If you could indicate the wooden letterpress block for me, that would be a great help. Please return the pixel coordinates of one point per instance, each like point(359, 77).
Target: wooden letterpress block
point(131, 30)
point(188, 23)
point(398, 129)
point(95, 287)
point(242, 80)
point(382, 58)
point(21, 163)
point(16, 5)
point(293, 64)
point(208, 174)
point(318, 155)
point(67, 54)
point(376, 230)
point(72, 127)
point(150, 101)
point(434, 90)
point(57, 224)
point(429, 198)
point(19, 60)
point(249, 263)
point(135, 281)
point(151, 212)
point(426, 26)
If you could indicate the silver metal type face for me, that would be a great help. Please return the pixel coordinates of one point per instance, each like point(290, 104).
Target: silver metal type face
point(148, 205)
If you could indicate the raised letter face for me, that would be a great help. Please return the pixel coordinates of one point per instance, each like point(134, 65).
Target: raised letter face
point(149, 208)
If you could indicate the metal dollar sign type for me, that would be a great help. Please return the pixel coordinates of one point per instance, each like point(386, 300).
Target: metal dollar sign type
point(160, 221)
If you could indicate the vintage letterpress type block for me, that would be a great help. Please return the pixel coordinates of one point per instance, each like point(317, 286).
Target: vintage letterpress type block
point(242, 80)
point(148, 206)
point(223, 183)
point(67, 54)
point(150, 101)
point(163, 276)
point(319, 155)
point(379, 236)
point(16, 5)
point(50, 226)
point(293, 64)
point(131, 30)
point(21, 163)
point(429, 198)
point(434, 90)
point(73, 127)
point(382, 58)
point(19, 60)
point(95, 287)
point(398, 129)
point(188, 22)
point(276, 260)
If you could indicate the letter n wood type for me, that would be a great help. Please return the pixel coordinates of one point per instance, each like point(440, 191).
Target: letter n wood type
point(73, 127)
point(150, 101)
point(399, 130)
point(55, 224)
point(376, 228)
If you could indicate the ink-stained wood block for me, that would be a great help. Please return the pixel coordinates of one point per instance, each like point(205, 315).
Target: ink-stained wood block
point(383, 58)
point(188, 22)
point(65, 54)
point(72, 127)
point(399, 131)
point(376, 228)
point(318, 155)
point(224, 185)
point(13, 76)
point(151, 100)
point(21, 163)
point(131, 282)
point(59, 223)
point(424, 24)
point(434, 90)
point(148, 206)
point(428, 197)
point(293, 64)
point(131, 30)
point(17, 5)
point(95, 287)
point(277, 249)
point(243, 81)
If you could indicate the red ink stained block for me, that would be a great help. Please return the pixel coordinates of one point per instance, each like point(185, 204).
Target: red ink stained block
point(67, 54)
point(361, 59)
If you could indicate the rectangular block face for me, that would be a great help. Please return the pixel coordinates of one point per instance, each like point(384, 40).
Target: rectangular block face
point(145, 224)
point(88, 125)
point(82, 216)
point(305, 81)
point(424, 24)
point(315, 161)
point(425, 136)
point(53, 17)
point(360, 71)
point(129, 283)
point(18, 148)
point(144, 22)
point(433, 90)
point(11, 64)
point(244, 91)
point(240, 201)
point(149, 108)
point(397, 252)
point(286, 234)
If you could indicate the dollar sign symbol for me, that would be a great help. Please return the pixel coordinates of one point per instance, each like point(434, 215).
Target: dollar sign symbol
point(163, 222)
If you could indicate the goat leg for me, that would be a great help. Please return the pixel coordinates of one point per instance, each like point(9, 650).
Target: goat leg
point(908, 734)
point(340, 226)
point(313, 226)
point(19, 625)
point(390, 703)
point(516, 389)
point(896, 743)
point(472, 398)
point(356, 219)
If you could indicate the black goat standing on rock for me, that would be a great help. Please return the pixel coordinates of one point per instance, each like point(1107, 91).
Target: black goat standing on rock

= = = = = = =

YOUR TASK:
Express the rows as a Markdown table with the columns No. and Line, numbering each line and leaving out blank lines. Begin at the first line of the rows and stop after the line that contains "point(426, 26)".

FINISHED EXERCISE:
| No. | Line |
|---|---|
| 1 | If you could indicate the wooden letterpress block for me, that would be a great help. Please return the pixel coordinates of one point per instance, each like point(359, 77). |
| 2 | Target: wooden letterpress block |
| 3 | point(131, 30) |
| 4 | point(188, 23) |
| 5 | point(398, 129) |
| 6 | point(95, 287) |
| 7 | point(242, 80) |
| 8 | point(382, 58) |
| 9 | point(21, 163) |
| 10 | point(16, 5) |
| 11 | point(293, 64) |
| 12 | point(208, 174) |
| 13 | point(318, 155) |
| 14 | point(67, 54) |
| 15 | point(376, 230) |
| 16 | point(72, 127) |
| 17 | point(150, 101) |
| 18 | point(434, 90) |
| 19 | point(57, 224) |
| 20 | point(429, 198) |
| 21 | point(19, 60) |
| 22 | point(249, 263) |
| 23 | point(135, 281) |
| 24 | point(151, 212) |
| 25 | point(426, 26) |